**Exercise:** Go through the records and set each one down exactly, skipping any picture.

**Data extracts:**
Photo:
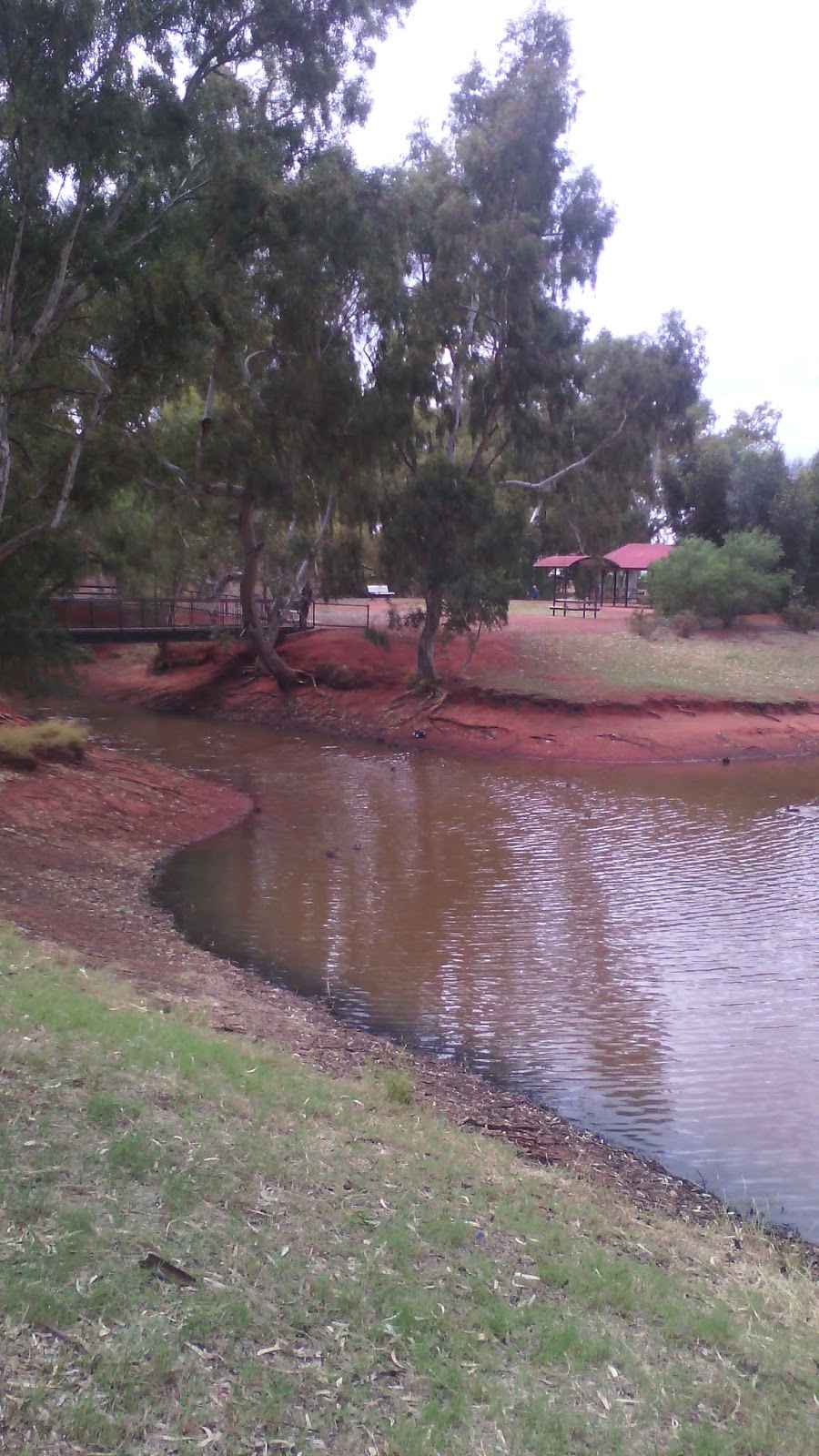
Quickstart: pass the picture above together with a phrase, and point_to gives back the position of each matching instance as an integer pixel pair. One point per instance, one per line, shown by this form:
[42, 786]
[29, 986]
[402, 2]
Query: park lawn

**Problem solution:**
Photo:
Quickstart: pass the picture above together with a phrase, and point_to gives back the position of each matching instance as an integer pixel pair. One point per instance, one per line, shown by this form:
[42, 786]
[29, 986]
[402, 2]
Query: park lawn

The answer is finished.